* [Written request]:
Can you copy out, word for word, everything from the row containing "person wearing white" down to the row containing "column 306, row 202", with both of those rows included?

** Begin **

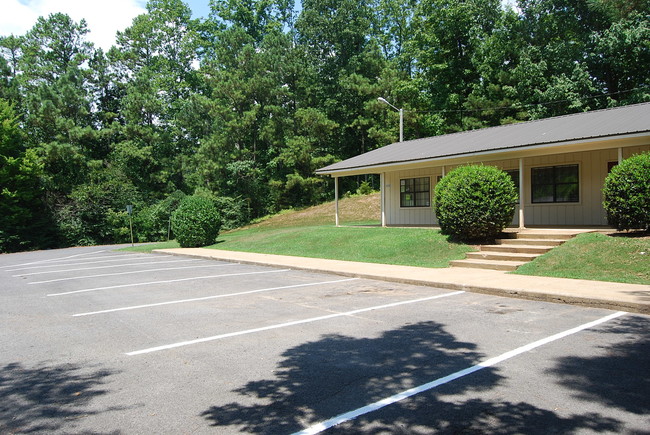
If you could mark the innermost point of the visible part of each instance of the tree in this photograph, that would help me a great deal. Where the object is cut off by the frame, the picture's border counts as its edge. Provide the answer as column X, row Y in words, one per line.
column 21, row 209
column 627, row 194
column 475, row 202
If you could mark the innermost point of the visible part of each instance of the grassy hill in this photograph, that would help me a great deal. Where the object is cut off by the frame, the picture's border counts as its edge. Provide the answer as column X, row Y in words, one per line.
column 364, row 209
column 311, row 233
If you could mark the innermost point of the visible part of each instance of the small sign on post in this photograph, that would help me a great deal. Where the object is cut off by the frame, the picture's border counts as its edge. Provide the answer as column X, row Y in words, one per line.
column 129, row 210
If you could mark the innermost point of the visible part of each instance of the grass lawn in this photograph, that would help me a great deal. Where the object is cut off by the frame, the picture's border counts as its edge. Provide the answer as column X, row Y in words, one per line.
column 404, row 246
column 151, row 246
column 598, row 257
column 311, row 233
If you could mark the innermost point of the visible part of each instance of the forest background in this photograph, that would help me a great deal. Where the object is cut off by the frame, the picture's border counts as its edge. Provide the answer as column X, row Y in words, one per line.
column 244, row 105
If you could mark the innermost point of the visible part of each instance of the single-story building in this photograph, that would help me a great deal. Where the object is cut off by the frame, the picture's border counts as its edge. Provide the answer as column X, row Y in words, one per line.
column 559, row 165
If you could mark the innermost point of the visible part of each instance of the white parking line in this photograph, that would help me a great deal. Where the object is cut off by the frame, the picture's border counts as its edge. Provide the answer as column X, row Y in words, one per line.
column 129, row 273
column 324, row 425
column 135, row 307
column 113, row 259
column 104, row 267
column 165, row 282
column 287, row 324
column 53, row 259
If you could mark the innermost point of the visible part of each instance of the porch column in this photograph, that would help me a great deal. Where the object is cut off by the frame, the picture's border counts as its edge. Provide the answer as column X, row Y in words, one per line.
column 336, row 200
column 382, row 189
column 521, row 194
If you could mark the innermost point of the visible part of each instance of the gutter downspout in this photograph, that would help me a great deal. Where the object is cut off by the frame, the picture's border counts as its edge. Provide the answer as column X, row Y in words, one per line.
column 521, row 194
column 382, row 189
column 336, row 200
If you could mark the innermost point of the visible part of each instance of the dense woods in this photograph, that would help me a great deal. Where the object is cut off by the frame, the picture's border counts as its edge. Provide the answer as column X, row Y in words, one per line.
column 241, row 107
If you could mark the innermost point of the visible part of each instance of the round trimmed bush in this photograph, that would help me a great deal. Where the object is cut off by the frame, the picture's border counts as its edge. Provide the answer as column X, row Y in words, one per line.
column 196, row 222
column 627, row 194
column 475, row 202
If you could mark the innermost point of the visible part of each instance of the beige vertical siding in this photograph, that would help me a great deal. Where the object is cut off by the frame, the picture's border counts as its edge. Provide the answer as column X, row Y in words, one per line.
column 592, row 168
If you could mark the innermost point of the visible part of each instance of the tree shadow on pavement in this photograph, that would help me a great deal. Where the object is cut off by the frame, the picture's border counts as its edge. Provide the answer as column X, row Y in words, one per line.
column 620, row 376
column 319, row 380
column 46, row 398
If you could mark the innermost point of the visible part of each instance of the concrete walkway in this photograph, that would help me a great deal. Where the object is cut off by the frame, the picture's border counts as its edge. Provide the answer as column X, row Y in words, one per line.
column 599, row 294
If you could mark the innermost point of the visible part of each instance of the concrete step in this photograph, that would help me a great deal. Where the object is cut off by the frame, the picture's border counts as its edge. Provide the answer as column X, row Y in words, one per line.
column 501, row 256
column 520, row 249
column 538, row 235
column 488, row 264
column 541, row 242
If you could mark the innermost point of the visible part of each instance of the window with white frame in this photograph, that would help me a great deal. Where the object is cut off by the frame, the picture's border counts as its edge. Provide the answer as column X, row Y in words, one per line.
column 555, row 184
column 415, row 192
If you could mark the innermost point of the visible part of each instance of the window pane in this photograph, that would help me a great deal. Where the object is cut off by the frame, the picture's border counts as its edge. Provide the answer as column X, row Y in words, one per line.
column 542, row 175
column 566, row 174
column 514, row 175
column 567, row 193
column 422, row 199
column 407, row 200
column 543, row 193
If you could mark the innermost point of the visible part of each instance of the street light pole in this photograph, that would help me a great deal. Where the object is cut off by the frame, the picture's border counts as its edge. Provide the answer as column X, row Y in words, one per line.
column 401, row 117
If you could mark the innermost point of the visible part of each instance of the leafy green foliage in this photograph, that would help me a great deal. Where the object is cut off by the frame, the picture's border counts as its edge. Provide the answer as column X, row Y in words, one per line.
column 21, row 210
column 246, row 103
column 627, row 194
column 153, row 223
column 196, row 222
column 475, row 202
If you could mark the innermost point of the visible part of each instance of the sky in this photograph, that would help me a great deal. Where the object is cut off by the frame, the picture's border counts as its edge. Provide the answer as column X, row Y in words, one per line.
column 104, row 18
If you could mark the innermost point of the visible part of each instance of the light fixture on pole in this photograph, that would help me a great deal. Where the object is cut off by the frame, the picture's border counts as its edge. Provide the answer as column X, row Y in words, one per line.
column 401, row 117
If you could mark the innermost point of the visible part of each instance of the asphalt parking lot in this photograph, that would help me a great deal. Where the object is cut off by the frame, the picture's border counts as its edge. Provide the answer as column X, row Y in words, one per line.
column 98, row 341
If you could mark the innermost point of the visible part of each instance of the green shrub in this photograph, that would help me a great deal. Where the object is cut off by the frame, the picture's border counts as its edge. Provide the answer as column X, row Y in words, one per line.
column 151, row 224
column 196, row 222
column 475, row 202
column 627, row 194
column 234, row 212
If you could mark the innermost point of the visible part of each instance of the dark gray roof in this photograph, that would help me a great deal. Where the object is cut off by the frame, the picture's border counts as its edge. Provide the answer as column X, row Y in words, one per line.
column 544, row 132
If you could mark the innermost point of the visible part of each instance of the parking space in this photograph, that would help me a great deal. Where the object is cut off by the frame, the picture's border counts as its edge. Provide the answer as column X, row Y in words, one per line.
column 95, row 340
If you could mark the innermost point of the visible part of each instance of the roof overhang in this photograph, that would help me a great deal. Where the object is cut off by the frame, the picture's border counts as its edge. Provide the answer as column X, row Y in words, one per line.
column 590, row 144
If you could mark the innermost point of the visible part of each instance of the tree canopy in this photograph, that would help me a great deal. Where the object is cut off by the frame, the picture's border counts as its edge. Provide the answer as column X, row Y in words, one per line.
column 243, row 105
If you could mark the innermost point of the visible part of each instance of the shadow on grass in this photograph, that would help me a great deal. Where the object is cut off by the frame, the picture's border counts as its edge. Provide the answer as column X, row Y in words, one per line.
column 46, row 398
column 620, row 376
column 322, row 379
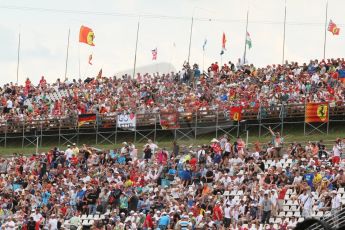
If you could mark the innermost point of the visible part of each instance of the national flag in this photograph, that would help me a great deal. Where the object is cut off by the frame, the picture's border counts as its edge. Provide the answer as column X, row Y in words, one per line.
column 223, row 42
column 90, row 59
column 154, row 54
column 316, row 112
column 86, row 35
column 248, row 41
column 86, row 118
column 332, row 27
column 236, row 113
column 204, row 45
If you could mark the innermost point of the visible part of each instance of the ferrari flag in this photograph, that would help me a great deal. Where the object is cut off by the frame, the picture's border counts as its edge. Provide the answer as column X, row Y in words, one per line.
column 86, row 35
column 316, row 112
column 86, row 118
column 236, row 113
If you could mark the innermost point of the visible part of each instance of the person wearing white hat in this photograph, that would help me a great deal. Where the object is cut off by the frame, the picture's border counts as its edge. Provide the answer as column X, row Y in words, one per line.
column 183, row 223
column 164, row 221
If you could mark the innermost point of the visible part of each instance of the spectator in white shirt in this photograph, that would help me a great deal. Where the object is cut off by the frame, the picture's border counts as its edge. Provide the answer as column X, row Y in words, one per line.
column 306, row 202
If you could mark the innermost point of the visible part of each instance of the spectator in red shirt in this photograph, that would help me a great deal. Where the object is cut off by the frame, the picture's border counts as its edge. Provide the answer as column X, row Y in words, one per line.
column 217, row 213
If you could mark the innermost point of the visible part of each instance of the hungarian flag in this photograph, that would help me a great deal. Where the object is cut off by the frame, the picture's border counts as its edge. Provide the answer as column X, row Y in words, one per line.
column 99, row 74
column 86, row 118
column 316, row 112
column 154, row 54
column 248, row 41
column 236, row 113
column 86, row 35
column 332, row 27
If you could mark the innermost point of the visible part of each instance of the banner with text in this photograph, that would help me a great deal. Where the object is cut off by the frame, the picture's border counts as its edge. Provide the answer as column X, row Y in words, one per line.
column 126, row 121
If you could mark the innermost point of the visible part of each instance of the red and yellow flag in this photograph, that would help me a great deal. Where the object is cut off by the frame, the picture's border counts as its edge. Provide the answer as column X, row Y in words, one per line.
column 236, row 113
column 332, row 27
column 316, row 112
column 86, row 35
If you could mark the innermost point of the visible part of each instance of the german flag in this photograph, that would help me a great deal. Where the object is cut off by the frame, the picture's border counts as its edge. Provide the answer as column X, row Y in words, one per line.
column 86, row 35
column 236, row 113
column 316, row 112
column 86, row 118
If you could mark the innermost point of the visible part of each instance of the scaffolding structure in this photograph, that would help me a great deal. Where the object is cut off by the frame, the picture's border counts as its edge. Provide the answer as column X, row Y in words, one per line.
column 65, row 130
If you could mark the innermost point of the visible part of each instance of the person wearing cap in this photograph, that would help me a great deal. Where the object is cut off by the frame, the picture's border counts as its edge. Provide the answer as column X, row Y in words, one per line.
column 227, row 217
column 68, row 154
column 148, row 222
column 53, row 222
column 217, row 214
column 183, row 223
column 266, row 207
column 163, row 221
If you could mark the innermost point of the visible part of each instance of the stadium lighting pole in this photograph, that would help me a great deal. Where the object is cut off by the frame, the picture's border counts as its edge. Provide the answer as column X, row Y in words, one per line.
column 284, row 35
column 136, row 49
column 18, row 55
column 69, row 33
column 190, row 36
column 324, row 42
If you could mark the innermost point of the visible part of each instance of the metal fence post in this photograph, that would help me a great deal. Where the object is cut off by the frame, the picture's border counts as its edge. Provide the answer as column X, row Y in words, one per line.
column 196, row 124
column 217, row 123
column 6, row 127
column 155, row 132
column 116, row 129
column 23, row 138
column 97, row 117
column 59, row 133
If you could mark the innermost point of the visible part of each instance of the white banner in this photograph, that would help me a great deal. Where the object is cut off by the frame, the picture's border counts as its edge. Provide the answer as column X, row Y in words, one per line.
column 126, row 121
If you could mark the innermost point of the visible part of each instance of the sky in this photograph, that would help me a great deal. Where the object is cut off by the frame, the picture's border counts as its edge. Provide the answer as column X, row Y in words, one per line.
column 165, row 25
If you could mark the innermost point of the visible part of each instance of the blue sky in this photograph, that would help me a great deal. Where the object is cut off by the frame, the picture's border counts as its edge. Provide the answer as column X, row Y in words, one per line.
column 44, row 34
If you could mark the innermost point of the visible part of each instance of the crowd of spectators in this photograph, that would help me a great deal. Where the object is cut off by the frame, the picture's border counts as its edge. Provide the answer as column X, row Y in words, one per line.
column 185, row 91
column 223, row 184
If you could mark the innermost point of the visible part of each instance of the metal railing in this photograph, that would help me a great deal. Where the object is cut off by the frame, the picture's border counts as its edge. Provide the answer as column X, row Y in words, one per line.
column 191, row 125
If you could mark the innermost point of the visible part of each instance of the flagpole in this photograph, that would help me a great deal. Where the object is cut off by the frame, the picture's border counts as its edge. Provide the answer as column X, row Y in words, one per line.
column 283, row 59
column 245, row 40
column 18, row 55
column 79, row 58
column 190, row 37
column 69, row 33
column 203, row 61
column 324, row 43
column 136, row 49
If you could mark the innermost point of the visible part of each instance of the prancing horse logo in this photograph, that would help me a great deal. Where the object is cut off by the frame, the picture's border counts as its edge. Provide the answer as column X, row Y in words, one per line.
column 322, row 112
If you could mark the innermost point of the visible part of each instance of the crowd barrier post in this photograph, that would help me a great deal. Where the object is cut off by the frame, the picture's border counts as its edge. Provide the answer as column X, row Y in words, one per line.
column 23, row 137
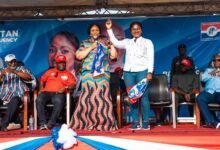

** End **

* [Written answer]:
If you could mark the innermost point of the visible part of each instance of the person wearing white hat in this photograph, that would help me a great deal. Where the object is cut off by the frame, the picture's border counts as its edge. Provide the answer as column X, row Y in words, one per line.
column 183, row 223
column 164, row 221
If you could mark the innermost point of the visible part of each instance of the spectator in white shirt in this photograph, that would help me a great deal. Where the object is cut off by the frame, the picture's border counts as its edge. Provide the answer as column X, row Y in words, one per line.
column 306, row 202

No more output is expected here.